* _Work item 1_: From the article on cattle breeding, reproduce word for word the part that opens with the words containing "An EBV is a" and closes with "group) x heritability.".
* _Work item 2_: Render this sentence from the cattle breeding article in Spanish: "Meeting an animal’s nutritional requirements all year round is also important."
* _Work item 3_: According to the cattle breeding article, which trait does Llewellyn call the most economically important?

* _Given text_:

■ ■ ■

Systematically selecting and matching bulls and females for breeding, based on scientific principles and incorporating performance recording, will improve the bottom line of any herd, says Llewellyn Angus, a leading Simmentaler and Simbra stud breeder and natural scientist from Arlington in the Free State.
His operation comprises five farms covering 3 200ha, two beef cattle studs, a commercial beef herd, Merino sheep, game farming and a lodge.
Aiming for profit
Long-term sustainable profit should be every farmer’s main goal, stresses Llewellyn.
Llewellyn believes that a breeder usually knows what he wants or has to improve in his herd. While prioritising your goals, Llewellyn says to bear in mind that fertility is the most economically important trait. Through correct selection and matching of bulls and females, using EBVs (estimated breeding values) and visual appraisal for structural correctness, you will reach your goal.
Meeting an animal’s nutritional requirements all year round is also important. According to Llewellyn, “good livestock farming starts with good veld and pasture.”
Heritability and EBVs
The heritability of a growth trait is between 30% and 40%, which means that 30% to 40% of the influence on an animal’s growth is due to its genetic make-up. The balance is due to environmental factors.
Llewellyn states that when looking at an animal, 70% of what you see is due to the environmental influence and 30% to its genetic composition.
An EBV is a numerical value that predicts the genetic value of that specific trait. The animal’s own performance, pedigree and progeny performance, as well as the correlations between traits, are all used to calculate that EBV.
The formula to calculate an EBV for yearling weight, based on an animal’s own performance, is:
EBV = (the weight of the individual) – (the average weight of all animals in the group) x heritability.
Llewellyn recommends that the breeder consider any EBV in light of its accuracy, stating that “an accuracy of 60% for traits in younger animals, such as for 200-day weight, is already a useful selection tool.”
The bull’s importance
Selecting the correct bulls is important as it will move the cow herd in the desired direction in one generation; after three generations, the calves will be what you selected for. Using the wrong bull or bulls, with average or poor growth EBVs, your herd will have low growth. Therefore, identifying a herd’s short-comings is essential.

■ ■ ■

* _Dataset excerpts_:

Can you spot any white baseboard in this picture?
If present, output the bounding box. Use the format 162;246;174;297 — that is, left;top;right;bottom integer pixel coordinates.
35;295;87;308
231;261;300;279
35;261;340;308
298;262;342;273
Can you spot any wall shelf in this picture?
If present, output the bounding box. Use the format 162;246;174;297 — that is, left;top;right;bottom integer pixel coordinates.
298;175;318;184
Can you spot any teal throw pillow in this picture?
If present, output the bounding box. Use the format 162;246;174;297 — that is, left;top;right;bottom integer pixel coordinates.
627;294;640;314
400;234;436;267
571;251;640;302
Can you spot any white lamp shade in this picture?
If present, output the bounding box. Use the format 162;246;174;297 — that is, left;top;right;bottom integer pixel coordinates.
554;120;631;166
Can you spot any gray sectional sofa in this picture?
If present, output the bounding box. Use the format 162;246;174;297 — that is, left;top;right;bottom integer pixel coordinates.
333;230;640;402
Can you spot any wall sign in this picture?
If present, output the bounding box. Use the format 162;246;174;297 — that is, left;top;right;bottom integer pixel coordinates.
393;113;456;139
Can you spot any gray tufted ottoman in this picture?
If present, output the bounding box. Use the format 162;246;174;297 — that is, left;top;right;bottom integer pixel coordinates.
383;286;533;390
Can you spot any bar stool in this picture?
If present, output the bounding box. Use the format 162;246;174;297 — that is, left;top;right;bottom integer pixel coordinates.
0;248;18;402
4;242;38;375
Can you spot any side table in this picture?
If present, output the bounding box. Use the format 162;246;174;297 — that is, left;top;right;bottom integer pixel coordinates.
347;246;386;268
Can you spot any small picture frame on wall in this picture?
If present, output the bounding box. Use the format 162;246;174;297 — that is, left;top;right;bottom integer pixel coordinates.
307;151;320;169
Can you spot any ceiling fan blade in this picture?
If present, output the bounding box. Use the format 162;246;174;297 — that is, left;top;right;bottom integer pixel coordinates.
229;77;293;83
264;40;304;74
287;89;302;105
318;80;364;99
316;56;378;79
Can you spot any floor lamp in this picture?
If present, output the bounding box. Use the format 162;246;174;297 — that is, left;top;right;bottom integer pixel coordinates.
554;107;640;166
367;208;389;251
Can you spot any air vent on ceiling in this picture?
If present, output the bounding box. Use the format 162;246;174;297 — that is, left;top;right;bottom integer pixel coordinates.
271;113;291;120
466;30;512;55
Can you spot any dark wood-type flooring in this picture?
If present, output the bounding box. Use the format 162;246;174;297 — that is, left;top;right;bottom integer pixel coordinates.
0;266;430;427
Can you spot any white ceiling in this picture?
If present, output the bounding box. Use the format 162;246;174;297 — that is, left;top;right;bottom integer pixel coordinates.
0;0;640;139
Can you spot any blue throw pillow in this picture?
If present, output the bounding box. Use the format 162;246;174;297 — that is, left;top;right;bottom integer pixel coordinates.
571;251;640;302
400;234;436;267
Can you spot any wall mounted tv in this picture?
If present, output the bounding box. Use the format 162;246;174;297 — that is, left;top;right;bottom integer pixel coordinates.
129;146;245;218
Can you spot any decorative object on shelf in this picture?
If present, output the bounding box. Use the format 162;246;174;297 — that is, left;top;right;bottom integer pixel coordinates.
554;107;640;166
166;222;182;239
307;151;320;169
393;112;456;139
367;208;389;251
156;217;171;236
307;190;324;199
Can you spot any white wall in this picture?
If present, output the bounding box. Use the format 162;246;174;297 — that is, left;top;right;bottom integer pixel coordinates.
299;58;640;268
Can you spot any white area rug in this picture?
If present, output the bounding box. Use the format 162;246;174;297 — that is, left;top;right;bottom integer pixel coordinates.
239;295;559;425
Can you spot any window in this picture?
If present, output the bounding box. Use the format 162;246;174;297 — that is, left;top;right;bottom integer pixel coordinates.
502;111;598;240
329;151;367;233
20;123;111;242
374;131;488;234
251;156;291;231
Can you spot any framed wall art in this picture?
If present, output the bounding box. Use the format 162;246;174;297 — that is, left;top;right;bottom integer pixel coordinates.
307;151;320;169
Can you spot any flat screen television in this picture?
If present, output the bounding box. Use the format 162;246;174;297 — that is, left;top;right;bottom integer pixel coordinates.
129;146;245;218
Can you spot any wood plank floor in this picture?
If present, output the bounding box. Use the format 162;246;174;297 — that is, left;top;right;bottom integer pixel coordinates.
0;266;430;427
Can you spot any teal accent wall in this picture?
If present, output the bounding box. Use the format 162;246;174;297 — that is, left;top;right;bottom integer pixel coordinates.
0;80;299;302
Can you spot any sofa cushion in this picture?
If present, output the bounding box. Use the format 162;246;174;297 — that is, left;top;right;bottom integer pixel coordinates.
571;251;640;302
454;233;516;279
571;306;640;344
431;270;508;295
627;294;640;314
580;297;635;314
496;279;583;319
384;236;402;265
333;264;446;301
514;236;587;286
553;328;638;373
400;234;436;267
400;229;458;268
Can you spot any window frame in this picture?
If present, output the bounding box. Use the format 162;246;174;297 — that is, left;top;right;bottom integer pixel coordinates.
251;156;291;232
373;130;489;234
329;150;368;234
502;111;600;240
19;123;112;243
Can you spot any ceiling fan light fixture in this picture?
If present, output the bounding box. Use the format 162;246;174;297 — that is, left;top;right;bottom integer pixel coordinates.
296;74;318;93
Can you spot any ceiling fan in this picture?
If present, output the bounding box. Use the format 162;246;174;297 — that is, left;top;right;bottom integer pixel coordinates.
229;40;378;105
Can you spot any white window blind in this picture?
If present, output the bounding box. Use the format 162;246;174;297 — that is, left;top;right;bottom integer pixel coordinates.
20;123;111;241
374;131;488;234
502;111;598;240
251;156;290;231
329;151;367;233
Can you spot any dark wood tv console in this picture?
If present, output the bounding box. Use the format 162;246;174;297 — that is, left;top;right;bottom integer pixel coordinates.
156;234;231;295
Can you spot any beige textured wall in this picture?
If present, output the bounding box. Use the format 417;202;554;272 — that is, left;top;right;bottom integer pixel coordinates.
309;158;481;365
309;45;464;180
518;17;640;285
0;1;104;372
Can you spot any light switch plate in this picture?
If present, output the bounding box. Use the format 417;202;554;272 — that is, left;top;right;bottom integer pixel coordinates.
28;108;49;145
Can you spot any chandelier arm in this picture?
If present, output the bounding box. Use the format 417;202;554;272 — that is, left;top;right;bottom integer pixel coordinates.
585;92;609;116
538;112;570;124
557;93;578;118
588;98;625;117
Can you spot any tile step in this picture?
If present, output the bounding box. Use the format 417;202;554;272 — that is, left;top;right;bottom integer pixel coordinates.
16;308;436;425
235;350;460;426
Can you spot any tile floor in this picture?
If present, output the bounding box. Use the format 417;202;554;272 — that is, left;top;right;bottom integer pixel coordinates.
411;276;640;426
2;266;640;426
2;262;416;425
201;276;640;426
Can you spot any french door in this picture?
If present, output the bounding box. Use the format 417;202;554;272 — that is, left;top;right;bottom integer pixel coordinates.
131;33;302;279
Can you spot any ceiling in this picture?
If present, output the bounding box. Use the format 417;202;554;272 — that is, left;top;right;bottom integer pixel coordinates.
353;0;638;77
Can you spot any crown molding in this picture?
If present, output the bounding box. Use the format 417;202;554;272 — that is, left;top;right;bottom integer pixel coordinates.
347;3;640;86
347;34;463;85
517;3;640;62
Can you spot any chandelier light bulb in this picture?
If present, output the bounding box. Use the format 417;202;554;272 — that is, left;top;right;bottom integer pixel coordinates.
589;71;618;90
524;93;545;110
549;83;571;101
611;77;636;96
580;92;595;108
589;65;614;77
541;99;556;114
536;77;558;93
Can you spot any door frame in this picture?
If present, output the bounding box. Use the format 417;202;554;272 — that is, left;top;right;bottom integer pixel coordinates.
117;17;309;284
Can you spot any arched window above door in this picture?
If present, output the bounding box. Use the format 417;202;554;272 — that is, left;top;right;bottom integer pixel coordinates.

■ ■ ■

* _Problem solution 1_:
An EBV is a numerical value that predicts the genetic value of that specific trait. The animal’s own performance, pedigree and progeny performance, as well as the correlations between traits, are all used to calculate that EBV.
The formula to calculate an EBV for yearling weight, based on an animal’s own performance, is:
EBV = (the weight of the individual) – (the average weight of all animals in the group) x heritability.

* _Problem solution 2_: Satisfacer los requerimientos nutricionales de un animal durante todo el año también es importante.

* _Problem solution 3_: Fertility is the most economically important trait.